● **Records for the exercise**
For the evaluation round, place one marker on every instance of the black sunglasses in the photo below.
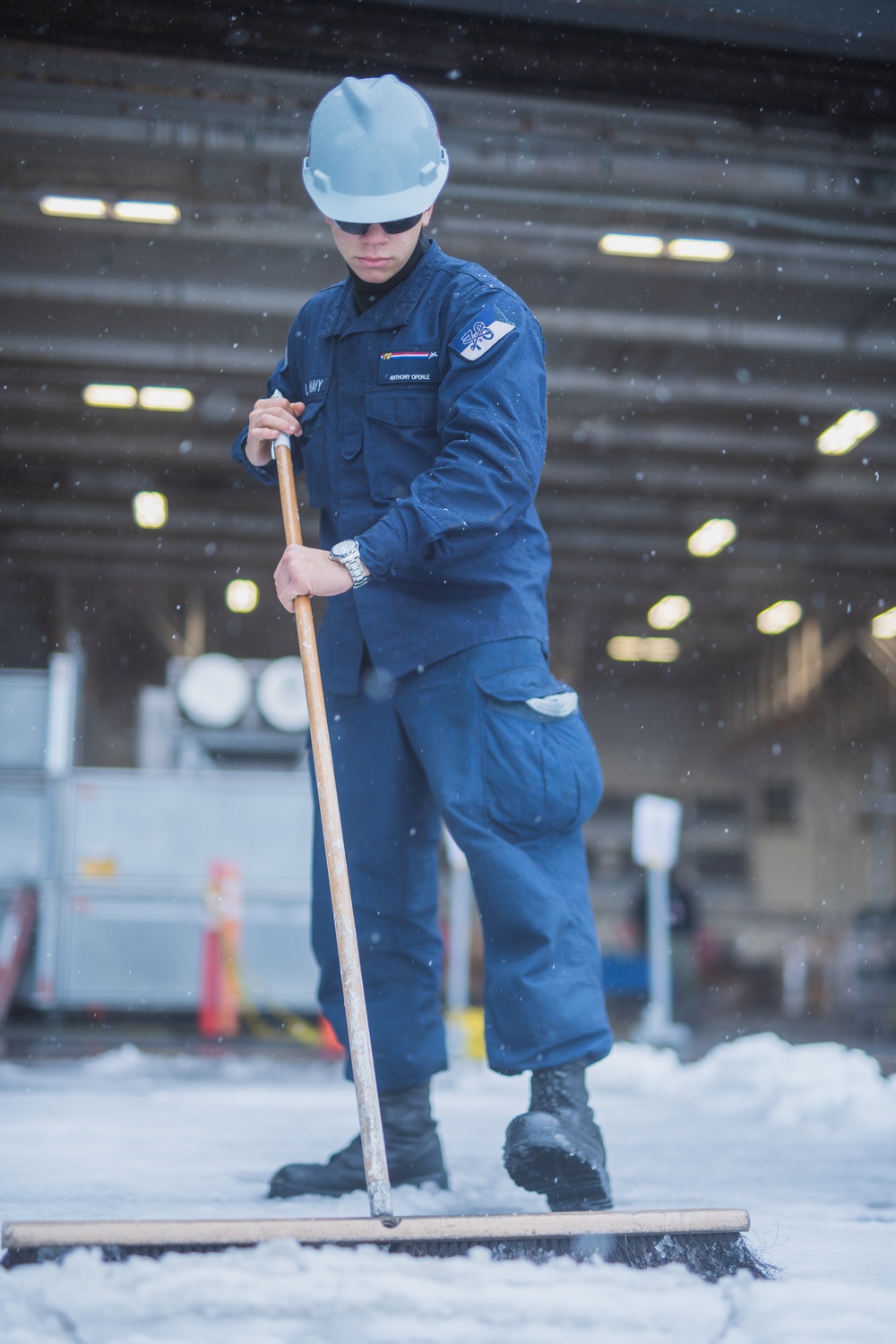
(392, 226)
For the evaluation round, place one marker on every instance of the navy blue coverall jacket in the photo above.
(424, 437)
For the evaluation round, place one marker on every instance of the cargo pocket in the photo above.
(401, 441)
(312, 445)
(540, 768)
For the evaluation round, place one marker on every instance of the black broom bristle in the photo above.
(711, 1255)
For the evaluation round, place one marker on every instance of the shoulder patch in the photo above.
(482, 335)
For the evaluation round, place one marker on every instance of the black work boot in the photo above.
(413, 1152)
(555, 1148)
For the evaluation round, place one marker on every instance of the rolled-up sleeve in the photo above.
(492, 422)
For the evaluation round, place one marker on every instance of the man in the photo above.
(416, 398)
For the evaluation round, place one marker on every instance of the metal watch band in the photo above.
(352, 562)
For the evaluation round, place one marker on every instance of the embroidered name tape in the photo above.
(482, 335)
(409, 366)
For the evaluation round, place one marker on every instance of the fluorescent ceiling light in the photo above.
(242, 596)
(109, 394)
(669, 612)
(715, 534)
(73, 207)
(166, 398)
(630, 245)
(780, 617)
(633, 648)
(151, 508)
(145, 211)
(700, 249)
(884, 625)
(847, 432)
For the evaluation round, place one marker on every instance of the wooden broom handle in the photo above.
(349, 962)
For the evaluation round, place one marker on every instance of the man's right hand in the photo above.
(269, 417)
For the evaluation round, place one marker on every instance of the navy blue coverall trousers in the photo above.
(424, 437)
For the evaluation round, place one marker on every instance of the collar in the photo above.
(394, 309)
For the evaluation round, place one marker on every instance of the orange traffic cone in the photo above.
(220, 978)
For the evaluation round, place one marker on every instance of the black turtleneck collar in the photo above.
(366, 292)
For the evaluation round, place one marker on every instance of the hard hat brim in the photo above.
(375, 210)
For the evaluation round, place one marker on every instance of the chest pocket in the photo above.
(401, 441)
(314, 453)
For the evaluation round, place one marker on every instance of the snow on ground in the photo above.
(802, 1136)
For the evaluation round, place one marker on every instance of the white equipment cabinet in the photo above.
(134, 863)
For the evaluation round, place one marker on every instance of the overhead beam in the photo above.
(600, 324)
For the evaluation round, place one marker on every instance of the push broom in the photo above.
(707, 1241)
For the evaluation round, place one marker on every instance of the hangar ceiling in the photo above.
(678, 390)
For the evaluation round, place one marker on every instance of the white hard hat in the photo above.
(374, 152)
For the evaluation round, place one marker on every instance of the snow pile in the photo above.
(761, 1077)
(793, 1133)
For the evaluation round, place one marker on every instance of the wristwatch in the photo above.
(349, 556)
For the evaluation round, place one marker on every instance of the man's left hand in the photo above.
(306, 572)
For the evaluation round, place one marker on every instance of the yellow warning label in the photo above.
(99, 866)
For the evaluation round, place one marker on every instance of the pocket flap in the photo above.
(409, 408)
(519, 685)
(309, 414)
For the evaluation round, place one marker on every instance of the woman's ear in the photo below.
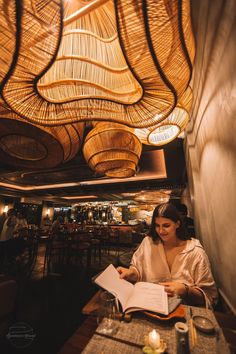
(177, 224)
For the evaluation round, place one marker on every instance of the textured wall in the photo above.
(210, 143)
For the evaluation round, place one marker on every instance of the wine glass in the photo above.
(108, 313)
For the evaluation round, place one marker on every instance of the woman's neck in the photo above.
(176, 242)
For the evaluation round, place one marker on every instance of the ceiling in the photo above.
(159, 168)
(74, 181)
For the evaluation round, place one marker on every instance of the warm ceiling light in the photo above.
(26, 145)
(170, 127)
(82, 197)
(121, 61)
(112, 150)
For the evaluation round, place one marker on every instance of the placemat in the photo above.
(129, 337)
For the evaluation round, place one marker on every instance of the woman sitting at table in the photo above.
(168, 256)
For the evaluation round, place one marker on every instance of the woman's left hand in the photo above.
(174, 288)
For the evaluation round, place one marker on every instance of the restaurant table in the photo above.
(129, 337)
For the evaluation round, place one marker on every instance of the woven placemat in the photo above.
(129, 337)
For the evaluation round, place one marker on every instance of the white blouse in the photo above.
(191, 266)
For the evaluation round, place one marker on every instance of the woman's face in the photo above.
(166, 228)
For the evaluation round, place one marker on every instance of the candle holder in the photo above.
(150, 350)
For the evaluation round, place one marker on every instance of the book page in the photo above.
(110, 281)
(148, 296)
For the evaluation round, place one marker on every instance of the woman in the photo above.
(171, 258)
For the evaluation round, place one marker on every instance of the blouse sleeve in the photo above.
(137, 260)
(203, 277)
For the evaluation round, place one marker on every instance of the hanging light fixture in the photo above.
(120, 61)
(112, 149)
(27, 145)
(171, 127)
(9, 42)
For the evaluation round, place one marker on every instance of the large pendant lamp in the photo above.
(112, 149)
(120, 61)
(171, 127)
(31, 146)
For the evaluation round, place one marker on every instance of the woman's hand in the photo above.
(174, 288)
(129, 274)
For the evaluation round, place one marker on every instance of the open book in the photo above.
(136, 297)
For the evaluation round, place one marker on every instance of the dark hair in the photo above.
(182, 208)
(169, 211)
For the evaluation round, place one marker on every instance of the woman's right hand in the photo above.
(129, 274)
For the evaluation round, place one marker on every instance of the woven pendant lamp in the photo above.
(111, 149)
(8, 39)
(155, 197)
(110, 64)
(171, 127)
(26, 145)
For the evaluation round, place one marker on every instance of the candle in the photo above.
(154, 339)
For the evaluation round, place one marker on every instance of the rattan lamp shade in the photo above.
(112, 149)
(171, 127)
(154, 197)
(8, 39)
(121, 62)
(26, 145)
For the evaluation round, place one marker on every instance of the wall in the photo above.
(210, 143)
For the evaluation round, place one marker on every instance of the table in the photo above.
(129, 337)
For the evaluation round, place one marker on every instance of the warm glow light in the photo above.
(154, 339)
(82, 197)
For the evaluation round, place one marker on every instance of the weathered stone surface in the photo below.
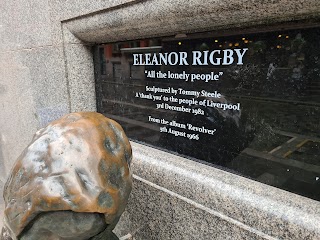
(79, 163)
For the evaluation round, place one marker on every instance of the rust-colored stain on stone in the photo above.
(78, 163)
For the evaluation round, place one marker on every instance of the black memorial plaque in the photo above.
(249, 103)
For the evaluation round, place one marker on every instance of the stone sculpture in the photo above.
(72, 181)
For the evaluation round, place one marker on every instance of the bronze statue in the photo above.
(72, 181)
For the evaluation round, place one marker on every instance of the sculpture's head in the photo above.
(77, 164)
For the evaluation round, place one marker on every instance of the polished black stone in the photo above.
(256, 114)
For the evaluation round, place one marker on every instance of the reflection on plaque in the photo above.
(249, 103)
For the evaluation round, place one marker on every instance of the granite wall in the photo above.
(46, 70)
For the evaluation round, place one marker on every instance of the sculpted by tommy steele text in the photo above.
(71, 183)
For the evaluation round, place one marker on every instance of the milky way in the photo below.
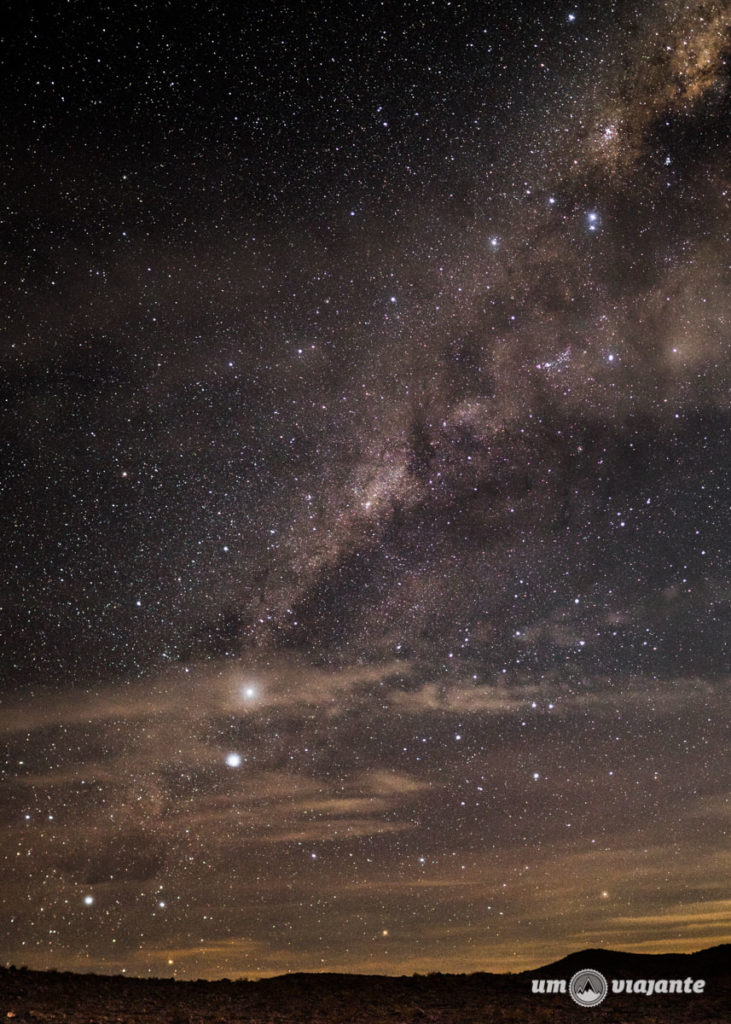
(366, 500)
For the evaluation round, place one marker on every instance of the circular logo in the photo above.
(588, 988)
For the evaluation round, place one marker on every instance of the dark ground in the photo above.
(72, 998)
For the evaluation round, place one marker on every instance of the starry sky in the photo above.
(364, 504)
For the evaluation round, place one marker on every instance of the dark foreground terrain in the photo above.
(327, 998)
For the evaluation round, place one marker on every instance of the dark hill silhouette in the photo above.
(341, 998)
(703, 964)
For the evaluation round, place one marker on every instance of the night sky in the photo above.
(366, 486)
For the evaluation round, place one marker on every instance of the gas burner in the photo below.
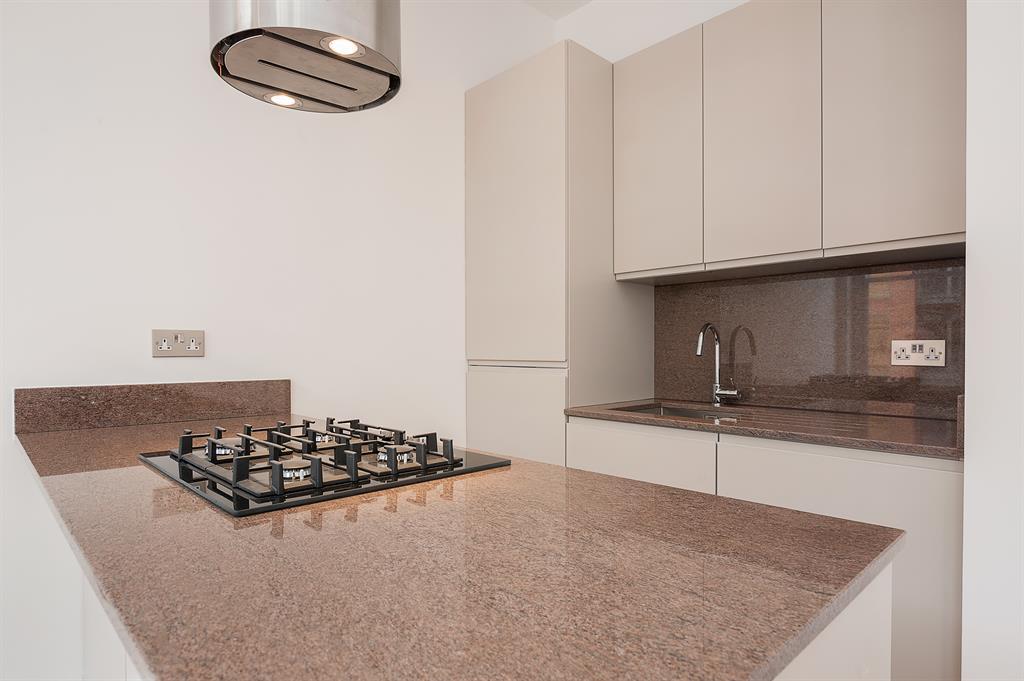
(286, 465)
(402, 454)
(295, 469)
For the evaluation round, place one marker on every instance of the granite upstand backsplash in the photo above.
(818, 340)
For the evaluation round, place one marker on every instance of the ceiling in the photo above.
(557, 8)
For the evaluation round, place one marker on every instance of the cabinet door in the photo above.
(516, 212)
(925, 502)
(657, 138)
(894, 119)
(517, 412)
(762, 68)
(665, 456)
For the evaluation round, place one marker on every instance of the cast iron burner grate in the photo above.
(286, 465)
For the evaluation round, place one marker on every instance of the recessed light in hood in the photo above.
(326, 55)
(283, 99)
(342, 46)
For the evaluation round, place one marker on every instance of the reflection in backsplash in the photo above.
(818, 340)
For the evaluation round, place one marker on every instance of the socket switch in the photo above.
(919, 353)
(178, 343)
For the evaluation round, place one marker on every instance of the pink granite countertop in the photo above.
(897, 434)
(528, 571)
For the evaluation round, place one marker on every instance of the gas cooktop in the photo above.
(286, 465)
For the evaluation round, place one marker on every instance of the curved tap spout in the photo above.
(717, 392)
(705, 329)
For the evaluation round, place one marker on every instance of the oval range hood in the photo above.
(329, 56)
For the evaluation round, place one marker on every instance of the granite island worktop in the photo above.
(532, 570)
(897, 434)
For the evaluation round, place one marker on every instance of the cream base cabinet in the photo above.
(923, 497)
(676, 458)
(517, 412)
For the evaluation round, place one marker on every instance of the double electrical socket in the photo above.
(919, 353)
(178, 343)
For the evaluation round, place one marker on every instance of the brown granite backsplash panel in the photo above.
(41, 410)
(817, 340)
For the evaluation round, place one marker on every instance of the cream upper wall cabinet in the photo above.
(658, 146)
(762, 70)
(894, 119)
(516, 228)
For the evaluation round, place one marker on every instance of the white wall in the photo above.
(993, 458)
(139, 192)
(615, 29)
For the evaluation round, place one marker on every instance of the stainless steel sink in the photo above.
(668, 410)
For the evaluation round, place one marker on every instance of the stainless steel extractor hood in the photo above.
(314, 55)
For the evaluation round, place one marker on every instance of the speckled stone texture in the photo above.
(38, 410)
(818, 340)
(522, 572)
(925, 437)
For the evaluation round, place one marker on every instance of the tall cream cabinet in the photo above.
(894, 107)
(830, 132)
(547, 325)
(762, 68)
(658, 157)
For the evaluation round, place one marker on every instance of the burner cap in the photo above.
(295, 469)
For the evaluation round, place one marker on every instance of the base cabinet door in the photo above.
(923, 497)
(677, 458)
(505, 402)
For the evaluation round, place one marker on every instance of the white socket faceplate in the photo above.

● **Task description**
Write out again every line from the start of the material through the line holding "(555, 1148)", inclusive, keeping the requests, but scale each point coordinate in the answers by 0.45 and round it to a whole number, with halves rounding up. Leave the picture out and give only those lines.

● **The response**
For the evaluation round, place one marker on every instance of the black sunglasses in the photo below.
(176, 102)
For the evaluation round, place one marker on every instance of the navy blue coverall jacket in the photo above.
(191, 197)
For the evaluation round, place one marker on every instance of the cargo pocket in the photo above.
(180, 198)
(140, 200)
(243, 346)
For the evaluation round, place one marker on every instance of the black broom bristle in the photo above.
(320, 565)
For the evaluation round, place one marker on every instance of the shoulder patch in the photo above.
(217, 151)
For the evaluation round, place one marker on every instance of the black work boot in the photo above.
(186, 518)
(250, 517)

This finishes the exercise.